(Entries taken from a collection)
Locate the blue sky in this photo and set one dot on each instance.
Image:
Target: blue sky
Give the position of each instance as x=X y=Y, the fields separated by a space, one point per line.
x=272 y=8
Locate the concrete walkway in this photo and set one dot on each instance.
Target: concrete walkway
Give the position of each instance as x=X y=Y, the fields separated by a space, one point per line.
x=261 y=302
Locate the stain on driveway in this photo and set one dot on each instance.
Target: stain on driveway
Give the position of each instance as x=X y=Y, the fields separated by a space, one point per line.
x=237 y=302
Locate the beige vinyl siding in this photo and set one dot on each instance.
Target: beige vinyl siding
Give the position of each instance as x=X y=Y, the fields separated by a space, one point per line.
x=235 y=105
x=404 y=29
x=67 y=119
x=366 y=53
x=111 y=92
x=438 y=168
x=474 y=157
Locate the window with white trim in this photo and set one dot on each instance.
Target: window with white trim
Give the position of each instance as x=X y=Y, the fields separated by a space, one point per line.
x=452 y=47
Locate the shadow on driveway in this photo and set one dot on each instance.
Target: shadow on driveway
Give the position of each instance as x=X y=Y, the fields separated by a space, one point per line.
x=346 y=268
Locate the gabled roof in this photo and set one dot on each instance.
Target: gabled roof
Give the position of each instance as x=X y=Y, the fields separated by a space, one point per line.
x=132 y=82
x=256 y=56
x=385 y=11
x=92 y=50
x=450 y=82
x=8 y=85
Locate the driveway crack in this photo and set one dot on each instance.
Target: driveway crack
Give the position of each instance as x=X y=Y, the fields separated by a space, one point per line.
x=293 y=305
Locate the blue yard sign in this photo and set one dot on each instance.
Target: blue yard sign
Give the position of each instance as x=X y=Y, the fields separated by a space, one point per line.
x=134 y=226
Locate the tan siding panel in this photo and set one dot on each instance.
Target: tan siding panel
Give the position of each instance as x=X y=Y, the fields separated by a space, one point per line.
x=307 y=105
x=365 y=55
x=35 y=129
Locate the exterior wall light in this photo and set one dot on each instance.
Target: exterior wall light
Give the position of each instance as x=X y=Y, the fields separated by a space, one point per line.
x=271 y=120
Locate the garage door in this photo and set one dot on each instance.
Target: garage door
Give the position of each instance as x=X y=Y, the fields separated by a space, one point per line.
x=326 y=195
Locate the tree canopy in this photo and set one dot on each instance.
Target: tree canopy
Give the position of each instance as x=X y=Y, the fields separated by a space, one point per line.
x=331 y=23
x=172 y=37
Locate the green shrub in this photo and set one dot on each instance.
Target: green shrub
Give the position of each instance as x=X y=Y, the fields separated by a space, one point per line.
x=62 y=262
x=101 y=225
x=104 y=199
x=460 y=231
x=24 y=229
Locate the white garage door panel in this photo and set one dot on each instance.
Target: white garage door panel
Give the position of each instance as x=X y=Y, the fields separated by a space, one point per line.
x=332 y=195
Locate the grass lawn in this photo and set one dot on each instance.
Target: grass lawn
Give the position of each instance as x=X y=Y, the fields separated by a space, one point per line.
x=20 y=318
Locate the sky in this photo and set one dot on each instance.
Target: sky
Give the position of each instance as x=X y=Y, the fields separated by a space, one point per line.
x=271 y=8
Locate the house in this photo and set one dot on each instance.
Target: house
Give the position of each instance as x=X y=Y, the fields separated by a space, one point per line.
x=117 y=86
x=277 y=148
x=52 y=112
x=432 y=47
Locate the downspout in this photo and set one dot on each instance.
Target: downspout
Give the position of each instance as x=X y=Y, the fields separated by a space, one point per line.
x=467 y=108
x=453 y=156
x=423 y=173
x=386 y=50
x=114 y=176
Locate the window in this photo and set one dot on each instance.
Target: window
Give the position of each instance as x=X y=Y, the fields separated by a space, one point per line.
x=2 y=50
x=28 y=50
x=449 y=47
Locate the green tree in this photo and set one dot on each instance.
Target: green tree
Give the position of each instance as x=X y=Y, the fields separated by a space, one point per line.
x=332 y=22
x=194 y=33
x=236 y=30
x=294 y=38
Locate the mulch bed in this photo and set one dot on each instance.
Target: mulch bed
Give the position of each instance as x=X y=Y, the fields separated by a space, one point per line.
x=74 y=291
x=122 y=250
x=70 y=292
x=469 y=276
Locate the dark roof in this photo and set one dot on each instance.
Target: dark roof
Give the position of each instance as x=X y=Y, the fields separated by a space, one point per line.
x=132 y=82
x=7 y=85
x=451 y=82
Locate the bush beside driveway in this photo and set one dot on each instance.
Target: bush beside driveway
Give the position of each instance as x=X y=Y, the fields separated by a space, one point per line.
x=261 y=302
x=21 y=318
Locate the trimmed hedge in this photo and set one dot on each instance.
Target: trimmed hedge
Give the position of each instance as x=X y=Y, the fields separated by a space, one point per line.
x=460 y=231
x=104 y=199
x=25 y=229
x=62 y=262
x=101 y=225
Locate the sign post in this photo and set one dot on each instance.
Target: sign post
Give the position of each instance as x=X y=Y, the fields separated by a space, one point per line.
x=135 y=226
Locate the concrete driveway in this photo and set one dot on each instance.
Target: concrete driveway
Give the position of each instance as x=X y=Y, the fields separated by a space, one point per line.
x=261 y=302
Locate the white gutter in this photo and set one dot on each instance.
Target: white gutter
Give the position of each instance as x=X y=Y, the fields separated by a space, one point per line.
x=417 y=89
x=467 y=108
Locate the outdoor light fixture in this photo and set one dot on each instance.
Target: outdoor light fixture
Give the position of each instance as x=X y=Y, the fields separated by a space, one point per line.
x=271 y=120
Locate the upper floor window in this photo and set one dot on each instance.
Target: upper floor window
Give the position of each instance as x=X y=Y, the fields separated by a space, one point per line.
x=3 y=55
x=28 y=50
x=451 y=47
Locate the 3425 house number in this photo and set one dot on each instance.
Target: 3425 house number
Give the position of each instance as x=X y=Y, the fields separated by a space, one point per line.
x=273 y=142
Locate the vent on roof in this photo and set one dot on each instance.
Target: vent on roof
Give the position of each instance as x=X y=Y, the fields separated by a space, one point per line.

What is required » Using the entries above, give back exactly the line containing "Locate the garage", the line containing "Target: mulch bed", and every line between them, and nothing else.

Expected output »
Locate the garage door in this photo and set one dot on each instance.
Target: garage door
Give the position of each instance as x=X y=Y, the fields separated by a space, one point per line.
x=326 y=195
Locate the tree canopy in this photo and set one dot on each instance.
Target: tree canopy
Give the position of each instance as x=X y=Y, the fields separated by a space, one point per line.
x=331 y=23
x=172 y=37
Locate the green shrub in this photo and set one dot on each instance.
Target: green shrub
Give the position of each instance as x=X y=Y, the fields separated by a space, one point per line.
x=62 y=262
x=101 y=225
x=104 y=199
x=460 y=231
x=24 y=229
Locate the white garage door panel in this photo and set one dot on each instance.
Target: white garage door panel
Give the position of each instance as x=X y=Y, the fields separated by a space, one point per line.
x=332 y=195
Locate the grass lawn in this photo and set one dot on each instance.
Target: grass lawn
Give the position of each instance as x=X y=Y, the fields separated by a space, one point per line.
x=20 y=318
Locate the sky in this photo and set one dot on each instance.
Target: sky
Give the position of each instance as x=X y=Y, the fields separated by a space, one point per line.
x=271 y=8
Locate the house in this photo and set one dot on each instance.
Target: house
Give the position of each instance as x=X y=Y, the fields separated by a space, one point per line.
x=117 y=86
x=277 y=148
x=52 y=112
x=432 y=47
Locate the downspout in this photo and set one dot on each instance.
Target: downspout
Give the position of each instance as x=X y=Y, the fields separated by a space, one point per line.
x=467 y=108
x=453 y=156
x=423 y=173
x=386 y=50
x=114 y=176
Locate the window in this photo and set one dot on each instance.
Target: window
Give the position of each instance as x=X y=Y, the fields separated by a space, one point per line.
x=2 y=50
x=28 y=50
x=449 y=47
Locate the green tree in this photo and set one dot on each instance.
Target: green tree
Give the position of each instance as x=X y=Y, the fields separated by a space, one point per line.
x=332 y=22
x=194 y=33
x=236 y=30
x=294 y=38
Locate the mulch bed in this photo and set one dot on each instance.
Target: mulch bed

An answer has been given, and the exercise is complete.